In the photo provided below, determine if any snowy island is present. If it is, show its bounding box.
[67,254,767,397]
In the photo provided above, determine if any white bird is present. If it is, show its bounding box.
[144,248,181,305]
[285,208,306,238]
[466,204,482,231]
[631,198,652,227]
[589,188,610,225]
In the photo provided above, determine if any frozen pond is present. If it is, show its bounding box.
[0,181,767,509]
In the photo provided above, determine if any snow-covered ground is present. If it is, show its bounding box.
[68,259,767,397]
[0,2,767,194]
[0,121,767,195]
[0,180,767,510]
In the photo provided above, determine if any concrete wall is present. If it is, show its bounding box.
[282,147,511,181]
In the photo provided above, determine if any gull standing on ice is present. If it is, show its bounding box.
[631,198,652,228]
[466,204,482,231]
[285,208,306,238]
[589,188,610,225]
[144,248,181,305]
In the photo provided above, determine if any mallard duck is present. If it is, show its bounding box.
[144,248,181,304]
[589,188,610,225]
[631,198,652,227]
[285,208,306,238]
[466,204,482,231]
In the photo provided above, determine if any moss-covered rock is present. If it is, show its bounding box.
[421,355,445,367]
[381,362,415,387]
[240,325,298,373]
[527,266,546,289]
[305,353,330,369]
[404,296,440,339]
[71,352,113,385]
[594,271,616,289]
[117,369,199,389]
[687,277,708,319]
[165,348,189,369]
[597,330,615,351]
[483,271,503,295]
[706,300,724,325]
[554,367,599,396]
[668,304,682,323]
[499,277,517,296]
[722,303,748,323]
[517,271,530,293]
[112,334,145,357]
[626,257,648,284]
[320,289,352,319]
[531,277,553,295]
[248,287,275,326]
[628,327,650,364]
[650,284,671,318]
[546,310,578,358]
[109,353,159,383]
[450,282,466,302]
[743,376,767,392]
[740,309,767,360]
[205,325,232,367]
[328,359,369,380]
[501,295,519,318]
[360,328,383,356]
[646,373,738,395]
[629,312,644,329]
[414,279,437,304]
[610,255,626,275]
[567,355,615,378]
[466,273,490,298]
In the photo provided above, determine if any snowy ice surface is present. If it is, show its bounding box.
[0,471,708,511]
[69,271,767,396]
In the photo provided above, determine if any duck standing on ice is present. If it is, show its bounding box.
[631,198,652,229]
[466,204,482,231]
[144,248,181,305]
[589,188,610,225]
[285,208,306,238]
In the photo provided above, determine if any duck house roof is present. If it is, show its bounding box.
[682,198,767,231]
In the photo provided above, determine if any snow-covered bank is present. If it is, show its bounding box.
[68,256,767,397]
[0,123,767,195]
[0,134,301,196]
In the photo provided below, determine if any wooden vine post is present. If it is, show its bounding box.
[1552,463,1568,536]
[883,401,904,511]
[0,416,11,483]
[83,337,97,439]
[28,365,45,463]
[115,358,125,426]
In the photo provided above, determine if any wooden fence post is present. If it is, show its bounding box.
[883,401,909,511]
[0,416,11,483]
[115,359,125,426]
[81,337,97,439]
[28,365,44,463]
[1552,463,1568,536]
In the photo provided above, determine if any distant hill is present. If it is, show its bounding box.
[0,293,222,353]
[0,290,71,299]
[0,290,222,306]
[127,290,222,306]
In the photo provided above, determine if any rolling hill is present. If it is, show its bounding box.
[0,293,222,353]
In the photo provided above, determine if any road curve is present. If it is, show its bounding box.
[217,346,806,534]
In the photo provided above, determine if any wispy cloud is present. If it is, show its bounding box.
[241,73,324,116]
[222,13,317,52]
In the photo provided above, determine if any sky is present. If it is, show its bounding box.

What you are asked to do -> Copy out every item above word for word, in the same order.

Written solution ->
In the photo provided below, determine if any snowy island is present. If it is, show its bounding box.
[67,254,767,397]
In the photo provided above, determine if any white bird is present. If it is, show its bounding box.
[144,248,181,305]
[285,208,306,238]
[466,204,482,231]
[631,198,652,227]
[589,188,610,225]
In the photo provided above, determine if any frozen pond is present. If it is, show its bounding box.
[0,181,767,509]
In the photo provided above, determine if any snow-covered ground is present. If it is, show its bounding box.
[68,259,767,397]
[0,2,767,194]
[0,121,767,195]
[0,180,767,510]
In the photo provided above, determine if any concrete wall is present. If it is, show its bounding box.
[282,147,511,181]
In the photo provided above, determine if any gull standing on ice is present. If it is, show its bounding box.
[631,198,652,228]
[466,204,482,231]
[285,208,306,238]
[589,188,610,225]
[144,248,181,305]
In the photo provided above, determine if any mallard duck is present. If it is, show its bounding box.
[144,248,181,304]
[589,188,610,225]
[631,198,652,227]
[285,208,306,238]
[466,204,482,231]
In the photo provided above, determine if any moss-covered rock is present. If it is, show its bounding box.
[421,355,445,367]
[381,362,415,387]
[240,325,298,373]
[527,266,546,289]
[305,353,330,369]
[404,296,440,339]
[71,352,113,385]
[594,271,616,289]
[117,369,199,389]
[687,277,708,319]
[165,348,189,369]
[597,330,615,351]
[483,271,503,295]
[706,300,724,325]
[554,367,599,396]
[668,304,682,323]
[499,277,517,296]
[722,303,748,323]
[517,271,530,293]
[112,334,145,357]
[626,257,648,284]
[320,289,352,319]
[531,277,553,295]
[248,287,275,326]
[628,327,650,364]
[650,284,671,318]
[546,310,578,358]
[109,353,159,383]
[450,282,466,302]
[743,376,767,392]
[740,309,767,360]
[205,325,232,367]
[328,359,369,380]
[501,295,519,318]
[360,328,383,356]
[646,373,738,395]
[629,312,644,329]
[414,279,437,304]
[610,255,626,275]
[567,355,615,378]
[466,273,490,298]
In the photo provided above, determine if any snowy ice surface is present. If it is, show its bounding box.
[0,471,708,511]
[69,271,767,396]
In the photo provided above, determine if any duck standing on ice is present. If it is, show its bounding box.
[631,198,652,229]
[466,204,482,231]
[144,248,181,305]
[589,188,610,225]
[285,208,306,238]
In the photo provided above, determine if any duck house roof is present. If it is, show its bounding box.
[682,198,767,231]
In the photo provided above, determine if any snow-covered bank is present. If it is, show its bounding box.
[68,256,767,397]
[0,123,767,195]
[0,134,301,196]
In the photo provided below, determine if any wooden vine post is present. If it is, show its bounding box.
[1552,463,1568,536]
[883,401,904,511]
[0,416,11,483]
[83,337,97,439]
[28,365,45,463]
[115,358,125,426]
In the photo provided above, determine if any wooden fence post is present. If it is, show its bounding box.
[883,401,909,511]
[0,416,11,483]
[115,359,125,426]
[81,337,97,439]
[28,365,44,463]
[1552,463,1568,536]
In the photo provided above, determine if any distant hill is present. If it is, show its bounding box.
[0,293,222,353]
[0,290,71,299]
[0,290,222,306]
[127,290,222,306]
In the photo provided above, determine if any rolling hill is present. If it is, show its bounding box.
[0,293,222,353]
In the photo provided above, determine if any road curve is present. If it is, show its bounding box.
[217,346,806,534]
In the photo provided above, determine if any wispy cloud is present. If it is, show its bounding box.
[241,73,324,116]
[222,13,317,52]
In the photo provided above, determine if any sky is present. If it is, show its bounding box.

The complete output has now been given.